▸ **Extracted data**:

* * *

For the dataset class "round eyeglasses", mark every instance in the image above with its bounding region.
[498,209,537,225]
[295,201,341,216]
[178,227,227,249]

* * *

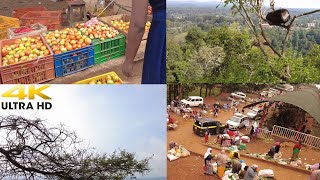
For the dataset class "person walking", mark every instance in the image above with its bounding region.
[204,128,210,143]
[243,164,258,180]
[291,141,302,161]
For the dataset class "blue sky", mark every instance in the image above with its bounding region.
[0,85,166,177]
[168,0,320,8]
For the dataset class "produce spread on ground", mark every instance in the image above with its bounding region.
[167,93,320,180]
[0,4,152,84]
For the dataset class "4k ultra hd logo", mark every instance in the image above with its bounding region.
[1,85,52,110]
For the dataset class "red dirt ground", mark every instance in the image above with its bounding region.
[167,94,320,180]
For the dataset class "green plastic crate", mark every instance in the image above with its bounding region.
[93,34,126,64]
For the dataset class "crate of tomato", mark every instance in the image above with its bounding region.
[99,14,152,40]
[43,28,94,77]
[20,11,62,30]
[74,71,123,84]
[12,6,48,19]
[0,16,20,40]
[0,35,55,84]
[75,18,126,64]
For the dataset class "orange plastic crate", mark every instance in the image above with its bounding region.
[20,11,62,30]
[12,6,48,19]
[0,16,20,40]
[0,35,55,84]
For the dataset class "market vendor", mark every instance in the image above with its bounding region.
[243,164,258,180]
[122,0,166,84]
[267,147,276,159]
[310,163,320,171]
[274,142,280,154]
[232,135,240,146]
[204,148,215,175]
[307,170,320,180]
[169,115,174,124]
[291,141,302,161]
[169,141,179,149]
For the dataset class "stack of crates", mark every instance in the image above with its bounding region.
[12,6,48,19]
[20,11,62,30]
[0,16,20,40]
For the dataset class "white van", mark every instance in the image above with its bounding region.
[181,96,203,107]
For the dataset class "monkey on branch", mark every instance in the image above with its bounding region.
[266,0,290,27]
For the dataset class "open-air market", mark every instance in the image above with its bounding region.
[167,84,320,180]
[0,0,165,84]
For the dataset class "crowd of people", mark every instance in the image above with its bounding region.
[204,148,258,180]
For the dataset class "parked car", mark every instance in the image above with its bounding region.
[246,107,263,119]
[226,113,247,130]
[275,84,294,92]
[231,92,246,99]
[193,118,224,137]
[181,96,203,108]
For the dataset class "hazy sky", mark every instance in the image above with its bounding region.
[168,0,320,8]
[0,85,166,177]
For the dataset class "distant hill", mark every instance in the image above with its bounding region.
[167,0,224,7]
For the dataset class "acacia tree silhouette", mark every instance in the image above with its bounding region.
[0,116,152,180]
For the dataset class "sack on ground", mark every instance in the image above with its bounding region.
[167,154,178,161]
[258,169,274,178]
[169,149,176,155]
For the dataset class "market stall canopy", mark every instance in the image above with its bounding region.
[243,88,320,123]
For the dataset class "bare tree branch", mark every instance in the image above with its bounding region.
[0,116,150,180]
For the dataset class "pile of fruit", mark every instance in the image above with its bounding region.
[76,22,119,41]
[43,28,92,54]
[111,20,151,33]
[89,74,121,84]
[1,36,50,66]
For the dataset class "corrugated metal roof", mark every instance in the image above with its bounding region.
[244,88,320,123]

* * *

Locate every line in the data above that contains the string "ground" and copy each one out in full. The match is case-sensitive.

For the dataset class "produce spread on ground", mark every instance in the image above with its bounding region.
For the dataset class "red dirt ground", mark every instance in the image above with its bounding region.
For the dataset class "sack on ground", mark every instance in the image above with its bounding region.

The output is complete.